## Task to carry out
Find the word "green" in the listing. Copy out each line where it occurs.

## Input

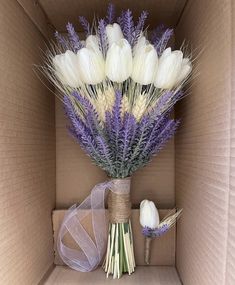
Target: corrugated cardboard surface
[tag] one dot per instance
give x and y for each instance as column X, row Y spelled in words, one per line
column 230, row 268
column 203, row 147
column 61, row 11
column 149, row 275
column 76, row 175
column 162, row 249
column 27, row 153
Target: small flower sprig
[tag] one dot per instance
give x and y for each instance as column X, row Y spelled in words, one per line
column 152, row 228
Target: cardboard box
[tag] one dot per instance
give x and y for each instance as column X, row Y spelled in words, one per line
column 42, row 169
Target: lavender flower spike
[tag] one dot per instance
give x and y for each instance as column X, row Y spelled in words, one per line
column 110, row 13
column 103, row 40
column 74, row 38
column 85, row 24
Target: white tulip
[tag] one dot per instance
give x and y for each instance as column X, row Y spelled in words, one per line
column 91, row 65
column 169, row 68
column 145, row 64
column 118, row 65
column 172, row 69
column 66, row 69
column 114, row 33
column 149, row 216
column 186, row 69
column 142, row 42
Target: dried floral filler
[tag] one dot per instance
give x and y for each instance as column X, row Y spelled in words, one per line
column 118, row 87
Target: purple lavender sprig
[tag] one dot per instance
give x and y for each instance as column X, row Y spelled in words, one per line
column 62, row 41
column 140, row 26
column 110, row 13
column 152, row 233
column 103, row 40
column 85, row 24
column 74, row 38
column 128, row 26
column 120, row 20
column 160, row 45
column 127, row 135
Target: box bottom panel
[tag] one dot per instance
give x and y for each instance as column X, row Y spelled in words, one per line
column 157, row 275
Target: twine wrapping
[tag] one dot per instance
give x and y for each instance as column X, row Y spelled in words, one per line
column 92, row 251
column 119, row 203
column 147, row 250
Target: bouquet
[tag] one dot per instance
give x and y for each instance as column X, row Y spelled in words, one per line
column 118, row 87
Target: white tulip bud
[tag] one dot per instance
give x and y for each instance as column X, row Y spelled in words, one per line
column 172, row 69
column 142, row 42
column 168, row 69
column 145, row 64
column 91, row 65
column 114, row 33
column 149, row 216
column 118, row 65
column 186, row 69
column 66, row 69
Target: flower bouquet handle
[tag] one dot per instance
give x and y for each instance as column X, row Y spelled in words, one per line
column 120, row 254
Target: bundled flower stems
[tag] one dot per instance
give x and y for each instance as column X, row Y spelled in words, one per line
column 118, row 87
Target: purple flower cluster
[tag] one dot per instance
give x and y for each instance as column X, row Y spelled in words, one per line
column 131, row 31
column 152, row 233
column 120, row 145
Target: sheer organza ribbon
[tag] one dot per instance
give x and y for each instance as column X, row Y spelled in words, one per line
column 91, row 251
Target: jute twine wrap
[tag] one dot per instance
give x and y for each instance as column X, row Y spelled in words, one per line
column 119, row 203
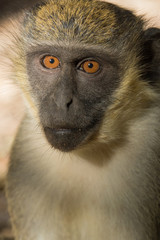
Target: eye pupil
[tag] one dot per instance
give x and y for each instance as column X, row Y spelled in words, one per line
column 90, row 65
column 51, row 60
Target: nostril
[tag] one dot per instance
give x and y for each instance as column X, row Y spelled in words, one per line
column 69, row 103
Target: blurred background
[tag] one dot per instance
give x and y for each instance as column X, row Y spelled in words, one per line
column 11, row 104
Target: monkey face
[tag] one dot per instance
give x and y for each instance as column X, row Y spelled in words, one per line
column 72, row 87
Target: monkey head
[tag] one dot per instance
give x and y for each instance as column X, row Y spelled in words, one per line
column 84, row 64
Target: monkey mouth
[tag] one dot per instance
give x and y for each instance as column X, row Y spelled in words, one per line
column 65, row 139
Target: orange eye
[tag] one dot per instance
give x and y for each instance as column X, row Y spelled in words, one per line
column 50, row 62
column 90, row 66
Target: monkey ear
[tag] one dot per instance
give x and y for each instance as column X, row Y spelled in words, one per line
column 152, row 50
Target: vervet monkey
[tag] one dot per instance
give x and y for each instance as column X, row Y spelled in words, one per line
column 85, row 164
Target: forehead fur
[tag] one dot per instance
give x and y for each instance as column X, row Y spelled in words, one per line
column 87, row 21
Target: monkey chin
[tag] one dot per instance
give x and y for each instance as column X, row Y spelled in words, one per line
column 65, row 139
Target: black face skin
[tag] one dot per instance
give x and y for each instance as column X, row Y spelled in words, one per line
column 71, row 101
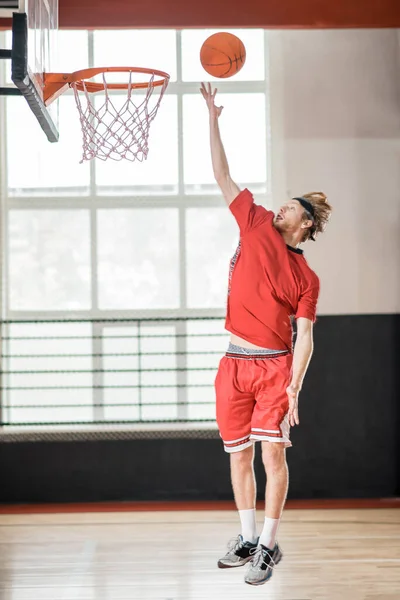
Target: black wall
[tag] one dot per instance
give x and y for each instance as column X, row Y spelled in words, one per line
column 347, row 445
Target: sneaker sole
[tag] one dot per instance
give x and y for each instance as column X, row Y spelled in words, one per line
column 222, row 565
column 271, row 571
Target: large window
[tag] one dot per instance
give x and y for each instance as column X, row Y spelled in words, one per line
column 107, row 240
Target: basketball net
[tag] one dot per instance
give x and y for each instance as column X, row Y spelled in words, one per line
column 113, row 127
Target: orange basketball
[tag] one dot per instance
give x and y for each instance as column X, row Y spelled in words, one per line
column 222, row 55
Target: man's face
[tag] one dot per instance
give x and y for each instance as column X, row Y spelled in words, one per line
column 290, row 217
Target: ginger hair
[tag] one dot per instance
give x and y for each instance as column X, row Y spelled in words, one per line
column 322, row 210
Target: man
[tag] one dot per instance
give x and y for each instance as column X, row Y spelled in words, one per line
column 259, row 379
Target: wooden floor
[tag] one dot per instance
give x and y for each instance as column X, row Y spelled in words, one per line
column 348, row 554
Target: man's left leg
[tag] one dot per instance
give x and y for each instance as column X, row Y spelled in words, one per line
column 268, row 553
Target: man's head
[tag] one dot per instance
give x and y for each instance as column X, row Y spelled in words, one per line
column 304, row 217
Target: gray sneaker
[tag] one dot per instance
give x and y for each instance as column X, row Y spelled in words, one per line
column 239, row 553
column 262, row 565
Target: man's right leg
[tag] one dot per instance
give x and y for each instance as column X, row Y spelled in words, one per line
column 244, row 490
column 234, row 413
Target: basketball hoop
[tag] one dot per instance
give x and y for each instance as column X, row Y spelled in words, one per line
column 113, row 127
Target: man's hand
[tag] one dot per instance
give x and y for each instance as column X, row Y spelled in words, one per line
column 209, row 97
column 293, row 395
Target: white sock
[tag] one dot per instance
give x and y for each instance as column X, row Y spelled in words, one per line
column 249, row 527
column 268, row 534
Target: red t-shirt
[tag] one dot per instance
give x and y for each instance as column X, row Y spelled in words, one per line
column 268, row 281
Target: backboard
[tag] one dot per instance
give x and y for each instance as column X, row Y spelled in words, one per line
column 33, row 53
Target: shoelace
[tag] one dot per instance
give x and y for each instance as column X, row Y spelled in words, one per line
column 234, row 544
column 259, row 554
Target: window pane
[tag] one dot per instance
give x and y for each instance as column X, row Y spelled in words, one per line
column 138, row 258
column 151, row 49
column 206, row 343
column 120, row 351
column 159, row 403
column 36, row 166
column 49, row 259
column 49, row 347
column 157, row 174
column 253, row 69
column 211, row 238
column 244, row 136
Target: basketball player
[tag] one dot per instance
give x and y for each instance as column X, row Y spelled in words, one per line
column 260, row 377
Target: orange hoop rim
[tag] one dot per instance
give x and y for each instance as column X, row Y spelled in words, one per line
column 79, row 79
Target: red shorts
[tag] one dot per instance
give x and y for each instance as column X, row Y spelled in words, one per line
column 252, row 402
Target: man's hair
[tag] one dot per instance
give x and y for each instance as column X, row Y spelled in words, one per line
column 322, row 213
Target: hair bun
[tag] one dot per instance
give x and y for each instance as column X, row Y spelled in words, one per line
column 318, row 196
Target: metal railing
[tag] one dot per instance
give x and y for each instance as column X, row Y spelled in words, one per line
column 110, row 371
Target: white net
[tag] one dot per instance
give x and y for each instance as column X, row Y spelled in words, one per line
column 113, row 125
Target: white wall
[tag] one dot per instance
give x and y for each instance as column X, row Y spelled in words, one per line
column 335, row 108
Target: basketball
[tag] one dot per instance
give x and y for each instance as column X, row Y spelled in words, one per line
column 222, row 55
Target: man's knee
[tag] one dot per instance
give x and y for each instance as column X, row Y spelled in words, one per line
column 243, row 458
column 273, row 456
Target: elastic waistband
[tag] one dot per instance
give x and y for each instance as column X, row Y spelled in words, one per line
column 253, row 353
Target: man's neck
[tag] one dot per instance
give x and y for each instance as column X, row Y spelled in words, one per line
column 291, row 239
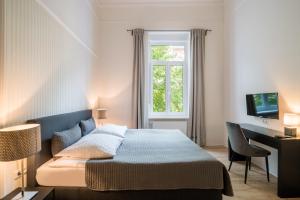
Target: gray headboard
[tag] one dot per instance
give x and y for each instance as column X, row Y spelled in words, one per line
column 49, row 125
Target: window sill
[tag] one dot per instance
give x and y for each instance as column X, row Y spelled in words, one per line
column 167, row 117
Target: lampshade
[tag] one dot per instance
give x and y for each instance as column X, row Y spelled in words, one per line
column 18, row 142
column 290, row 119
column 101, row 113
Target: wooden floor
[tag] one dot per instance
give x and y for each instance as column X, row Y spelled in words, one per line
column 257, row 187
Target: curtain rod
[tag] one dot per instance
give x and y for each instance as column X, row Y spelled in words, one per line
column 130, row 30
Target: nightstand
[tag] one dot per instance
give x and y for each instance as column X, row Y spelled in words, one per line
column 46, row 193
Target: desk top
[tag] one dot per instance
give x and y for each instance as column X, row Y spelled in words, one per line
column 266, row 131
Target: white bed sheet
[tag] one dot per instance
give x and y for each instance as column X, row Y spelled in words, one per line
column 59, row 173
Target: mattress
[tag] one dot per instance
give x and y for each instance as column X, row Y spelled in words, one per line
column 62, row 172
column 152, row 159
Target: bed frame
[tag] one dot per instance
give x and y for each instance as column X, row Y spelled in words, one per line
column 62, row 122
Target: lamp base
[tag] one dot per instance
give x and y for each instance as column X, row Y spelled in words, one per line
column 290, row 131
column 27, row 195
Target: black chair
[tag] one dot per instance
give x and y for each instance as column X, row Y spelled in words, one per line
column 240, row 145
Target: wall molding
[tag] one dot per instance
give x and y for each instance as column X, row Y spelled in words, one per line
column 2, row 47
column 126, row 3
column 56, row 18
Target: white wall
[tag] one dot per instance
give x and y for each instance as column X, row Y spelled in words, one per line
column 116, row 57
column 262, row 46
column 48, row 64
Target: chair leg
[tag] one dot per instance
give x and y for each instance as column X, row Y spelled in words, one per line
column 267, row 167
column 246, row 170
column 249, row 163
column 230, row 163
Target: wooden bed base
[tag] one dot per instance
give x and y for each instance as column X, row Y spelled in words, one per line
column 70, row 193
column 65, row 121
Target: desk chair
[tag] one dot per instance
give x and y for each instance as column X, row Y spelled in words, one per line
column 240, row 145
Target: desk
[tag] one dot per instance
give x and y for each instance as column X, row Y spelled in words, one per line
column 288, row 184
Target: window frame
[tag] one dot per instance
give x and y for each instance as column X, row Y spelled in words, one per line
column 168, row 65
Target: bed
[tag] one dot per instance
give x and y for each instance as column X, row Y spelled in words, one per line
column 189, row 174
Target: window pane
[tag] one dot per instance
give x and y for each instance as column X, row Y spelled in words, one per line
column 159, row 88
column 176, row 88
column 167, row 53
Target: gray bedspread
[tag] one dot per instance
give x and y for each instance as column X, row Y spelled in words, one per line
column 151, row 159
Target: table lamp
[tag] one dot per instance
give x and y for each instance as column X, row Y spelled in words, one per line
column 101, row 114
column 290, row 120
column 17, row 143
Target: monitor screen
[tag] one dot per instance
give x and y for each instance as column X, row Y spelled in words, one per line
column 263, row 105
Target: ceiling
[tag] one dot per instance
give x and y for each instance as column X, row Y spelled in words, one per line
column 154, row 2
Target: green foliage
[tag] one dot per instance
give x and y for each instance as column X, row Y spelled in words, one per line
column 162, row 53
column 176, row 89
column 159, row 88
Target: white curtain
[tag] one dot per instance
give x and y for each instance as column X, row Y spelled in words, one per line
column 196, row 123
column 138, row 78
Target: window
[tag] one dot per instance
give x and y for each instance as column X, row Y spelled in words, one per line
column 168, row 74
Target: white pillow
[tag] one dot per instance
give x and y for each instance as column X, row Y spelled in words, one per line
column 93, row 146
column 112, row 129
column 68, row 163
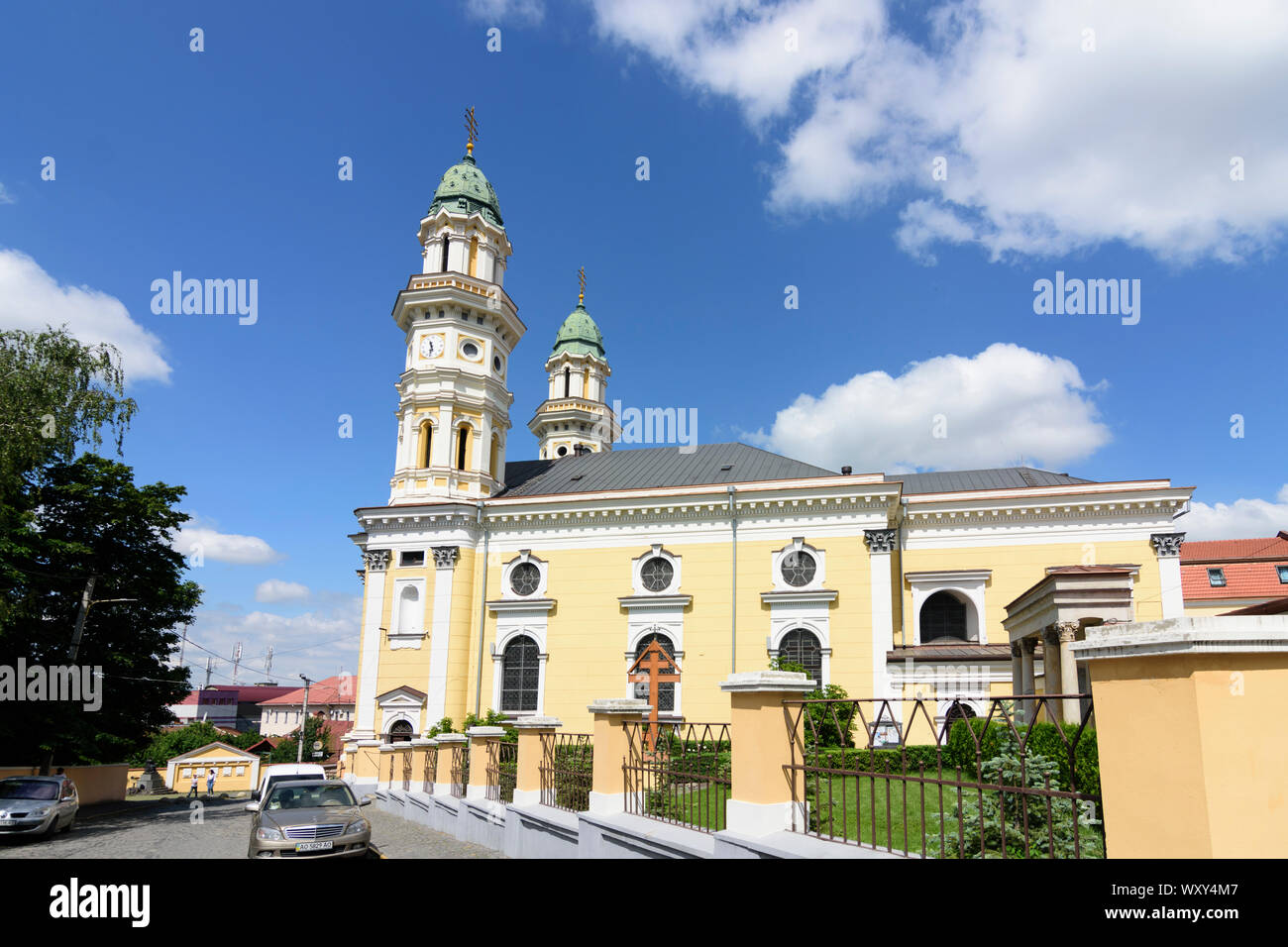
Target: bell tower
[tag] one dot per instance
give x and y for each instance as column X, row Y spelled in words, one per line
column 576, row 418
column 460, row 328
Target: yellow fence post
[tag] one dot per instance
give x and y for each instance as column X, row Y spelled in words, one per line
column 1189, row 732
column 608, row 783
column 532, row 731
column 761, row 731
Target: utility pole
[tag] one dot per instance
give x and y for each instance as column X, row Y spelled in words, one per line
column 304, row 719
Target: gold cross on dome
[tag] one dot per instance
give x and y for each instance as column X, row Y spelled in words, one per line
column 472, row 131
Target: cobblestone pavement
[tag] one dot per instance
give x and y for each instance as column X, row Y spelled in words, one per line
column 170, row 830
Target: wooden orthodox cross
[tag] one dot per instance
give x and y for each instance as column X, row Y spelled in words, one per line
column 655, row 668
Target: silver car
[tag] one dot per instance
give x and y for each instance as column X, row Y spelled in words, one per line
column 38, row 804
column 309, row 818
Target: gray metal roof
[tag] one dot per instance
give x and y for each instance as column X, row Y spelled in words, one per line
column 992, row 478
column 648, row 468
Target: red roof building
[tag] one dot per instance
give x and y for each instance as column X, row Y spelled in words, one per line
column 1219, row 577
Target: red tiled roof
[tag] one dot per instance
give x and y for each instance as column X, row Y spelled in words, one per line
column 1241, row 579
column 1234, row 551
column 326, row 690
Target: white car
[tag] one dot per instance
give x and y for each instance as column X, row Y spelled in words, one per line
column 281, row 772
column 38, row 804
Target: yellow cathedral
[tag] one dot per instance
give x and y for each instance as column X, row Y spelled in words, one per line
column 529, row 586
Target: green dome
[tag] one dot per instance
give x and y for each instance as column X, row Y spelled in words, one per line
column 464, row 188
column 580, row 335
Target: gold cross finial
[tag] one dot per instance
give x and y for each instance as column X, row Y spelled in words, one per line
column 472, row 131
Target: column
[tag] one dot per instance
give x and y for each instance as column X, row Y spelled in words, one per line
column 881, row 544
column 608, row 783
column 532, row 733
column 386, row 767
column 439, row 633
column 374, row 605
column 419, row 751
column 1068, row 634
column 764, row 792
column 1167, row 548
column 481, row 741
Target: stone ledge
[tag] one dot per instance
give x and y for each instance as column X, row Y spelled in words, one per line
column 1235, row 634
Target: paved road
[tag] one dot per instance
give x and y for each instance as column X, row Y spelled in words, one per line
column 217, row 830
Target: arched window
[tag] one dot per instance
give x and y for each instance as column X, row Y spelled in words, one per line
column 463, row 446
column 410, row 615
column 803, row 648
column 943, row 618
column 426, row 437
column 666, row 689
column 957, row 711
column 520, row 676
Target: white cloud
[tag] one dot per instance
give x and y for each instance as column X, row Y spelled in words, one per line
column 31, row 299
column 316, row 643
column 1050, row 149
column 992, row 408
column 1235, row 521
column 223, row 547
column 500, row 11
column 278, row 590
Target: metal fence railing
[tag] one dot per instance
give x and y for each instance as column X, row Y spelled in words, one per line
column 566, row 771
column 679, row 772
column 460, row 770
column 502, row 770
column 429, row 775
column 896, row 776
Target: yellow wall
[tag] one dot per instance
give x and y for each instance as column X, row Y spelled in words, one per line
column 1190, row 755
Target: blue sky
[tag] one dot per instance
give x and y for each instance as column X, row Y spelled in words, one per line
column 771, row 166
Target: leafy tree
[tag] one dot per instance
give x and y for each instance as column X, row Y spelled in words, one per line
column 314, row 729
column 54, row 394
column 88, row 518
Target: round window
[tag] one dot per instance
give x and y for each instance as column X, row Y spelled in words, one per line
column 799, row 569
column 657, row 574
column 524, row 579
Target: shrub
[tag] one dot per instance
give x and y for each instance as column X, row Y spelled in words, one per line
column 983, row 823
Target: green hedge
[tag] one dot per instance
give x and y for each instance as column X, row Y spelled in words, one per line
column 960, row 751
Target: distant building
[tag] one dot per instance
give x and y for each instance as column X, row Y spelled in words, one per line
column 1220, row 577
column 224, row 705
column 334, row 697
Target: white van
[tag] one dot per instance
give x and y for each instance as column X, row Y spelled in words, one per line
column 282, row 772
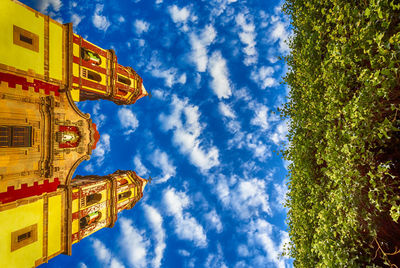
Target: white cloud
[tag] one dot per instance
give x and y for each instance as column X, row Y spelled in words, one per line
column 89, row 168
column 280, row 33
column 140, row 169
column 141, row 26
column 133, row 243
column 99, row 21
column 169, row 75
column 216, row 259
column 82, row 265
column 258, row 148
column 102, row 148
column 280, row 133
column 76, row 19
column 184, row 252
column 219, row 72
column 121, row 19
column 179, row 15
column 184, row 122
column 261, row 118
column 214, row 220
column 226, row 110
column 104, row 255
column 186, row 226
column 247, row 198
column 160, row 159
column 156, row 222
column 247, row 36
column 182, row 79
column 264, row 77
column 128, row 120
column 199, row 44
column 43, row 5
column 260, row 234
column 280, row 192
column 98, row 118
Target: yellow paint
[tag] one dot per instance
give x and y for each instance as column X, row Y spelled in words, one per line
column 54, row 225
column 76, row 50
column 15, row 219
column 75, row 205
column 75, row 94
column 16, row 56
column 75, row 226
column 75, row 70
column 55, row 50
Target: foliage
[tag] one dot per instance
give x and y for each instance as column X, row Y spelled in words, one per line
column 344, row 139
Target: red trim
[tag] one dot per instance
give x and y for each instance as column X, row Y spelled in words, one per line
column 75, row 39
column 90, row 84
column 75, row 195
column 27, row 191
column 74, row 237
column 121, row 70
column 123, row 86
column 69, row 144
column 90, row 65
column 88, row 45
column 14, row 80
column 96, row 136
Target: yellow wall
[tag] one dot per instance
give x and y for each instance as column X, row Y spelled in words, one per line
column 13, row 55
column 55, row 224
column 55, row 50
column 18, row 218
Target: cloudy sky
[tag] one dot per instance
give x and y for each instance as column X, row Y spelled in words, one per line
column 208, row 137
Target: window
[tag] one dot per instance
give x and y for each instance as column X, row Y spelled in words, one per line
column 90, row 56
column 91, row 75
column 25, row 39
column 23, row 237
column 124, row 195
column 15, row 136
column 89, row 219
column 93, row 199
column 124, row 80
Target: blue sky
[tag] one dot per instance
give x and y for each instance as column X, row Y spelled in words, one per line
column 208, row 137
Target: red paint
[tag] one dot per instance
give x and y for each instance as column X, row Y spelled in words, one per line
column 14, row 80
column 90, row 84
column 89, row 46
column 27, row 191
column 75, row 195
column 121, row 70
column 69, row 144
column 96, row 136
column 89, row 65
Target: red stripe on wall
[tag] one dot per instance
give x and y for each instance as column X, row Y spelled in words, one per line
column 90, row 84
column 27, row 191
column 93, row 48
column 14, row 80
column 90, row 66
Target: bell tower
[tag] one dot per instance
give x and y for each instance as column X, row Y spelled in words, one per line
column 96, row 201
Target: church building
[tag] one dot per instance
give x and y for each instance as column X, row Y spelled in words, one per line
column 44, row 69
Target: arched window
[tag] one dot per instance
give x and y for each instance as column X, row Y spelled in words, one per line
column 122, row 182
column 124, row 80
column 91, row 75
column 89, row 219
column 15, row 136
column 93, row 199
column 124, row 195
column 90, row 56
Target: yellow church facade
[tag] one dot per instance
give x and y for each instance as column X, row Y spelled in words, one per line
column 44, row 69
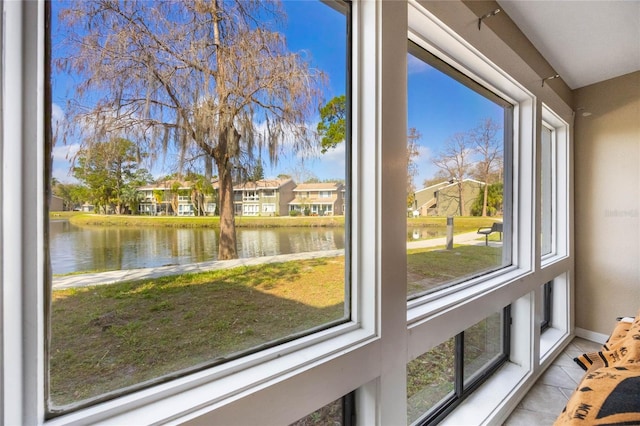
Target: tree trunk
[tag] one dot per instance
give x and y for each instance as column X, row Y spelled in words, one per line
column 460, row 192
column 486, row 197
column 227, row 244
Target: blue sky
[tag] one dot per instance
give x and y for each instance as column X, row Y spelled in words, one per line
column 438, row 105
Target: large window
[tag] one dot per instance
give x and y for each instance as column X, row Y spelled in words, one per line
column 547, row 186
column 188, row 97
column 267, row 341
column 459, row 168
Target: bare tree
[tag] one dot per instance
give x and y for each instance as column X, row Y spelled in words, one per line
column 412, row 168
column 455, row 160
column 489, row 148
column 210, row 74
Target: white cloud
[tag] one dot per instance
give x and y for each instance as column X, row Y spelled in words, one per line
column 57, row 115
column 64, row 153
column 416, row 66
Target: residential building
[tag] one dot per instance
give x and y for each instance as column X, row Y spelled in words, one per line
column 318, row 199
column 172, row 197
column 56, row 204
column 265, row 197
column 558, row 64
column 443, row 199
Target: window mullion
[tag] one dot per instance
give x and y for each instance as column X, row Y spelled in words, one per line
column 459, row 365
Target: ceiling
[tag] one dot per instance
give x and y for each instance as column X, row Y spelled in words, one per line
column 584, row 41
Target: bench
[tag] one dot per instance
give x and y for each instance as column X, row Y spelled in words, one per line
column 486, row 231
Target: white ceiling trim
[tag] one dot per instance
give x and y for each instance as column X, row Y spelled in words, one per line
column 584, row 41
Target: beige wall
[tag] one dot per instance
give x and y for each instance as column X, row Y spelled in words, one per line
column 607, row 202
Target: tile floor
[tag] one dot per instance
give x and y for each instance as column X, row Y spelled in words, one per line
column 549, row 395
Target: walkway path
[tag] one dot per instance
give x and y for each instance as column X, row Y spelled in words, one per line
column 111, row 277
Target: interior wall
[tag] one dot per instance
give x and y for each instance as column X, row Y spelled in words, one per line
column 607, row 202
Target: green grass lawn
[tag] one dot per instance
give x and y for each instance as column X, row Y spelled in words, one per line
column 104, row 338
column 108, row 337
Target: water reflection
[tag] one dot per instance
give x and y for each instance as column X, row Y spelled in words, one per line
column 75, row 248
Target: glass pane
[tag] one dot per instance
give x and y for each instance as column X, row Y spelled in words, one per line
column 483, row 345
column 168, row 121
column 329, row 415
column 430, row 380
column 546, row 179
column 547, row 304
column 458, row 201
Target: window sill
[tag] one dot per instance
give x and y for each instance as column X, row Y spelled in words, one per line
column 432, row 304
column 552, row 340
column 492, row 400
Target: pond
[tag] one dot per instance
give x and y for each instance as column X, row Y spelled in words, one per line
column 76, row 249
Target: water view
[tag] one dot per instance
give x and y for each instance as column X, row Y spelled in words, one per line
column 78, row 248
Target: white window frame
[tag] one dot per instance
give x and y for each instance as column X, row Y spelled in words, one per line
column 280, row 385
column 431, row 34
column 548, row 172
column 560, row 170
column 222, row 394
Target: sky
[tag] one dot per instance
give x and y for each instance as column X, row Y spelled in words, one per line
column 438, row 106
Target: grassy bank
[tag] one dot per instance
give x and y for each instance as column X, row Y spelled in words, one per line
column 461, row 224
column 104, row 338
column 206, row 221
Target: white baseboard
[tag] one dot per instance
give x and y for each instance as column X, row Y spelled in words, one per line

## Task result
Target: green foliage
Target: green dome
Target: green hedge
Target: green grass lawn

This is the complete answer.